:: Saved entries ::
'''

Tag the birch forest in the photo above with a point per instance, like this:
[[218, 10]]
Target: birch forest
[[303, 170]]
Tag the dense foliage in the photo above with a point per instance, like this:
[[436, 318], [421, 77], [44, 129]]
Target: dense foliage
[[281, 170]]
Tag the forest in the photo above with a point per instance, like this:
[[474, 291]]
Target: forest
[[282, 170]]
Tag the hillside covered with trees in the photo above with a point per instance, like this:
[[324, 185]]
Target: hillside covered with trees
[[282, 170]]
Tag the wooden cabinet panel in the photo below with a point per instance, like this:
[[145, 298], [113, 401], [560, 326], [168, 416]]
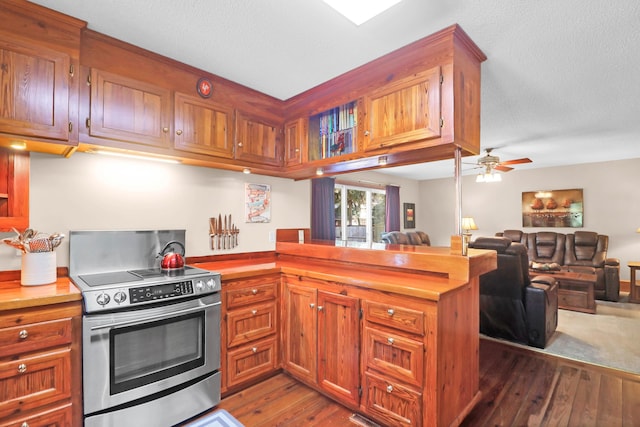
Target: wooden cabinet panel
[[36, 380], [253, 291], [251, 361], [34, 90], [203, 127], [251, 323], [405, 111], [394, 355], [14, 190], [339, 346], [393, 316], [129, 110], [391, 402], [257, 141], [294, 141], [34, 336], [300, 331], [57, 417]]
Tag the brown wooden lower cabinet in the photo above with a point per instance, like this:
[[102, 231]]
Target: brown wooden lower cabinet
[[40, 366], [249, 333], [57, 417]]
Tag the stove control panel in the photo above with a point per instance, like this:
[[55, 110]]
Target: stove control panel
[[120, 298]]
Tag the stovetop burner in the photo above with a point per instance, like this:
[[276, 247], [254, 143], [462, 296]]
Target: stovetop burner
[[122, 277]]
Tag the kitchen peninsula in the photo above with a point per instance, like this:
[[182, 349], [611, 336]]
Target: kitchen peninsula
[[389, 331]]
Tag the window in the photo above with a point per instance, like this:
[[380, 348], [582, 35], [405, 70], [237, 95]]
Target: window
[[360, 213]]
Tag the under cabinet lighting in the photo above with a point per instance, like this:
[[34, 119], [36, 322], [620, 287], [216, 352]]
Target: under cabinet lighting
[[359, 11], [135, 156]]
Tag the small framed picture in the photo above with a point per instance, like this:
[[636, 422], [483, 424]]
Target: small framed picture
[[409, 215]]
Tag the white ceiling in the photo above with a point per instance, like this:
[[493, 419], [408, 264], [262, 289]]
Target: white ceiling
[[561, 84]]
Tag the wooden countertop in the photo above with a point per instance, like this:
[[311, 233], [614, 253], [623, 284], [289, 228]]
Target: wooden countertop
[[425, 275], [15, 296]]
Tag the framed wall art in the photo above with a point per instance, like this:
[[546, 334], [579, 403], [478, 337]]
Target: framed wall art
[[409, 215], [257, 202], [556, 208]]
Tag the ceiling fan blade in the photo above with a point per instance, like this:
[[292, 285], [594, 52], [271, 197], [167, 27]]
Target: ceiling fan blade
[[516, 161]]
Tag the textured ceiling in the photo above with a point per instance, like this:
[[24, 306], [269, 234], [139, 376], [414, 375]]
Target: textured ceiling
[[560, 84]]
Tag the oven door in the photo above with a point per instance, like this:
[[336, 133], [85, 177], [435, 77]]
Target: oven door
[[135, 354]]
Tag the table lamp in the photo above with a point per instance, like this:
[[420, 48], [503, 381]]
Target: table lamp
[[467, 224]]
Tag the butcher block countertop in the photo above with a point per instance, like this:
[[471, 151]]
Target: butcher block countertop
[[15, 296], [423, 272]]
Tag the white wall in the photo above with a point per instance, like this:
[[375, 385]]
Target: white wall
[[91, 192], [611, 203]]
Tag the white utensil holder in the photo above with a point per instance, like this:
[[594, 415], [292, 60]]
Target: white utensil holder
[[38, 268]]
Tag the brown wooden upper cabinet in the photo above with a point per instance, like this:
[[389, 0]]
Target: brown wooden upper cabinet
[[405, 111], [35, 90], [129, 110], [203, 127], [257, 140]]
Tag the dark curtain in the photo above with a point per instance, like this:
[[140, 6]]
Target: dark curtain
[[392, 220], [323, 213]]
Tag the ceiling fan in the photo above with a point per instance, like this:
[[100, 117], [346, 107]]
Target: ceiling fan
[[492, 163]]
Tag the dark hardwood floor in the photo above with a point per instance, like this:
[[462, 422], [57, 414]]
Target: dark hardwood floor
[[519, 387]]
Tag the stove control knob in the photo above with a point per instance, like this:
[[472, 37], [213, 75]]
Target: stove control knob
[[103, 299], [120, 297]]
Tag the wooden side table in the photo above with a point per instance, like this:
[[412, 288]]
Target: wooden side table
[[634, 288]]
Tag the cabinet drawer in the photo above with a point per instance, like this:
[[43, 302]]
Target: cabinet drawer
[[250, 295], [34, 381], [251, 323], [394, 355], [251, 361], [405, 319], [392, 403], [34, 336], [57, 417]]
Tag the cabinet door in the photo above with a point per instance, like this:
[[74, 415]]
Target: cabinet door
[[339, 346], [405, 111], [14, 190], [129, 110], [33, 381], [294, 134], [203, 127], [34, 95], [257, 141], [300, 332]]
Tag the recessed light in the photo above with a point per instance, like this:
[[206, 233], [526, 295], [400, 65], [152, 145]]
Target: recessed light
[[359, 11]]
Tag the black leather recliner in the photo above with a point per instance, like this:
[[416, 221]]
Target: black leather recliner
[[512, 306]]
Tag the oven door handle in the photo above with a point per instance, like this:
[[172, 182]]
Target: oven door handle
[[152, 318]]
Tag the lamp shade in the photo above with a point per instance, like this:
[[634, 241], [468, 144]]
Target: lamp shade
[[468, 223]]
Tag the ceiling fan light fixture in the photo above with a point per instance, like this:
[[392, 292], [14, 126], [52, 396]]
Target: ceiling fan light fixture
[[360, 11]]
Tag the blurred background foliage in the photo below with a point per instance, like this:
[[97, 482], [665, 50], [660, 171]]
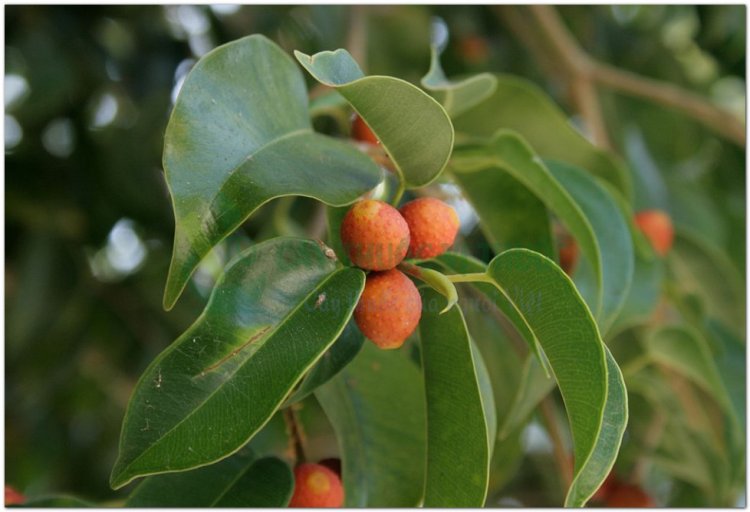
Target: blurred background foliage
[[88, 219]]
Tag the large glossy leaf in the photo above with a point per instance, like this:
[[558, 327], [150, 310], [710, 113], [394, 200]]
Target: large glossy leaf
[[412, 127], [240, 135], [533, 387], [519, 105], [590, 383], [376, 406], [274, 312], [342, 352], [238, 481], [458, 451], [612, 234], [510, 214], [509, 153], [463, 264]]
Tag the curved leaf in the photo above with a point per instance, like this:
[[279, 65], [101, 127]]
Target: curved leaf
[[239, 136], [534, 386], [507, 152], [413, 128], [463, 264], [519, 105], [457, 97], [592, 391], [273, 313], [238, 481], [612, 234], [458, 451], [510, 214], [588, 476], [376, 407], [346, 348]]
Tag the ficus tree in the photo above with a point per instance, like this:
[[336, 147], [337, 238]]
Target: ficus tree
[[552, 300]]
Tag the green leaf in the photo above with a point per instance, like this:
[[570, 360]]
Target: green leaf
[[278, 307], [238, 481], [462, 264], [458, 451], [589, 381], [436, 280], [376, 406], [412, 127], [507, 152], [510, 214], [519, 105], [534, 386], [239, 136], [457, 97], [342, 352], [590, 474], [612, 234]]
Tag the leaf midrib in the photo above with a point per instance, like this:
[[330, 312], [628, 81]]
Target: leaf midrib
[[261, 343]]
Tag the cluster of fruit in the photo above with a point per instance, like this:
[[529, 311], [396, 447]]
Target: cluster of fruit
[[377, 237]]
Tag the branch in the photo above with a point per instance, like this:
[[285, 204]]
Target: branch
[[692, 105]]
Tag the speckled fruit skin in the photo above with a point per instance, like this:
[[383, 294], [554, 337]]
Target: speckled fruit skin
[[629, 496], [316, 486], [13, 497], [362, 132], [433, 226], [375, 235], [657, 226], [389, 309], [568, 255]]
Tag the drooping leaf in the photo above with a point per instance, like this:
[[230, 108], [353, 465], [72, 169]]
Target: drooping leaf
[[510, 215], [534, 386], [612, 234], [275, 311], [341, 353], [239, 136], [412, 127], [458, 452], [562, 323], [456, 97], [463, 264], [376, 406], [241, 480], [519, 105], [588, 474], [508, 153]]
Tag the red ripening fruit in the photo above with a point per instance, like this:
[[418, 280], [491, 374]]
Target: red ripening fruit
[[389, 309], [657, 226], [433, 226], [316, 486], [568, 255], [13, 497], [375, 235], [629, 496], [362, 132]]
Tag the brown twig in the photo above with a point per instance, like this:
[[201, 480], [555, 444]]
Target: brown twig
[[296, 435], [584, 74]]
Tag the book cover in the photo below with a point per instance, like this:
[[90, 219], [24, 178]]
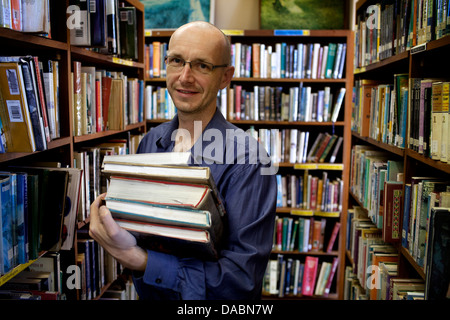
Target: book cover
[[33, 107], [128, 32], [52, 188], [39, 92], [445, 122], [437, 270], [35, 16], [5, 14], [393, 208], [6, 225], [428, 187], [436, 120], [97, 12], [15, 116], [162, 202], [80, 34], [338, 105], [181, 241], [327, 288], [111, 29], [16, 15], [33, 216], [309, 275], [333, 236]]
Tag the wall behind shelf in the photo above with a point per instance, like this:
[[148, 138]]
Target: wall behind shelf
[[244, 14]]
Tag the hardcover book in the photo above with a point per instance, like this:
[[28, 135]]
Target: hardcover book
[[166, 203]]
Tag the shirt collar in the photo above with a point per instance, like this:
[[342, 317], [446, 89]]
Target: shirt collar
[[165, 139]]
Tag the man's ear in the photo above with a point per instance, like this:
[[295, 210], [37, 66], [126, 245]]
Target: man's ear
[[227, 76]]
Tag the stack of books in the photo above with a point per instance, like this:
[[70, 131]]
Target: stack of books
[[168, 205]]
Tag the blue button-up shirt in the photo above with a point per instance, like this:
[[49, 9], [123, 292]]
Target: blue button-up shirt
[[249, 195]]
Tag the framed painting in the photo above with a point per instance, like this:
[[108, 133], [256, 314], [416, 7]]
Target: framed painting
[[170, 14], [302, 14]]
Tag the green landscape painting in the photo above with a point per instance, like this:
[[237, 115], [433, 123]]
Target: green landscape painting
[[170, 14], [302, 14]]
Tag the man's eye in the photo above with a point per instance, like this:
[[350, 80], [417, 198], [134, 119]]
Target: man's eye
[[176, 61], [203, 66]]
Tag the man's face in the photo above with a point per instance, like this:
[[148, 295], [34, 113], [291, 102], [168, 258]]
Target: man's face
[[194, 92]]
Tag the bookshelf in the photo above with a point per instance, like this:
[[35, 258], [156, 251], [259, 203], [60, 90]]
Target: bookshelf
[[62, 149], [411, 51], [226, 103]]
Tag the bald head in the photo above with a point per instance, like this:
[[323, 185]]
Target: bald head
[[207, 32]]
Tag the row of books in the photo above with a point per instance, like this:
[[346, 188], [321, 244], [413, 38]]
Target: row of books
[[37, 203], [26, 16], [284, 60], [271, 103], [367, 250], [392, 287], [41, 280], [54, 277], [105, 100], [29, 103], [424, 198], [430, 114], [89, 160], [370, 168], [291, 277], [105, 26], [166, 203], [380, 111], [304, 234], [294, 146], [257, 60], [375, 271], [97, 267], [395, 26], [309, 192]]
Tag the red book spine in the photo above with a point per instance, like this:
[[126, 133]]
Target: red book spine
[[330, 278], [309, 275], [333, 237], [41, 98]]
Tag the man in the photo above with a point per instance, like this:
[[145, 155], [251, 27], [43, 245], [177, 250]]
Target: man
[[198, 65]]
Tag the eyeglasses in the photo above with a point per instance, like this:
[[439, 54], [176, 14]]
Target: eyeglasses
[[197, 66]]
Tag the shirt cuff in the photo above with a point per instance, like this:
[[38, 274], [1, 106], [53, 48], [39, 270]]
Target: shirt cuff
[[161, 270]]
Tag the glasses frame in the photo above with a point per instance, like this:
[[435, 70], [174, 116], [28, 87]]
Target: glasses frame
[[213, 67]]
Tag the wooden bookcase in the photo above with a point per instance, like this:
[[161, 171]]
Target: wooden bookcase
[[424, 61], [15, 43], [341, 127]]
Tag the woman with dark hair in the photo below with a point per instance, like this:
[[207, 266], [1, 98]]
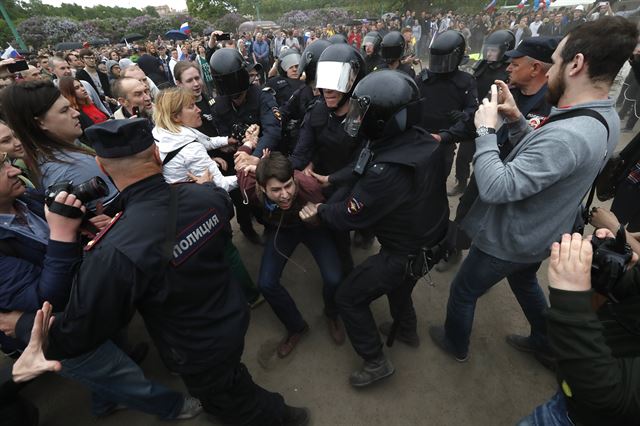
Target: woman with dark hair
[[72, 89], [48, 128]]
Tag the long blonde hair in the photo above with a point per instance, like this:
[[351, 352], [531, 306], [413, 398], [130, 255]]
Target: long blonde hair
[[170, 103]]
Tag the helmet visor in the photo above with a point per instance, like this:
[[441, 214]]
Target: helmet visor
[[493, 52], [358, 107], [335, 76], [441, 64]]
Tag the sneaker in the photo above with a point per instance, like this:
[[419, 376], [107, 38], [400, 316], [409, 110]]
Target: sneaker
[[372, 371], [336, 330], [190, 408], [524, 344], [295, 416], [410, 338], [257, 302], [439, 337], [458, 189], [289, 343], [445, 265]]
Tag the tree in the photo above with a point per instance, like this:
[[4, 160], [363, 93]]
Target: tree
[[211, 9]]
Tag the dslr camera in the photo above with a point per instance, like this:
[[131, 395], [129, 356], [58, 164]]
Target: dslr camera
[[91, 190], [610, 259]]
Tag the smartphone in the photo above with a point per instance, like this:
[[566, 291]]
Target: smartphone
[[18, 66]]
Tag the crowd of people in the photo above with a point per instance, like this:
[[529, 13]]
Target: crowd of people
[[122, 168]]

'''

Copy each line above where the string "below" occurs.

:: ANSWER SECTION ::
Tag the wooden cabinet panel in the photo below with a point per instance, like this:
Tag the blurred background foliage in the photo below with a point per instance, like this:
Tag the book cover in the photo below with a point per instance, like this:
Tag the woman with dark hair in the photo below with a point per instance, like this:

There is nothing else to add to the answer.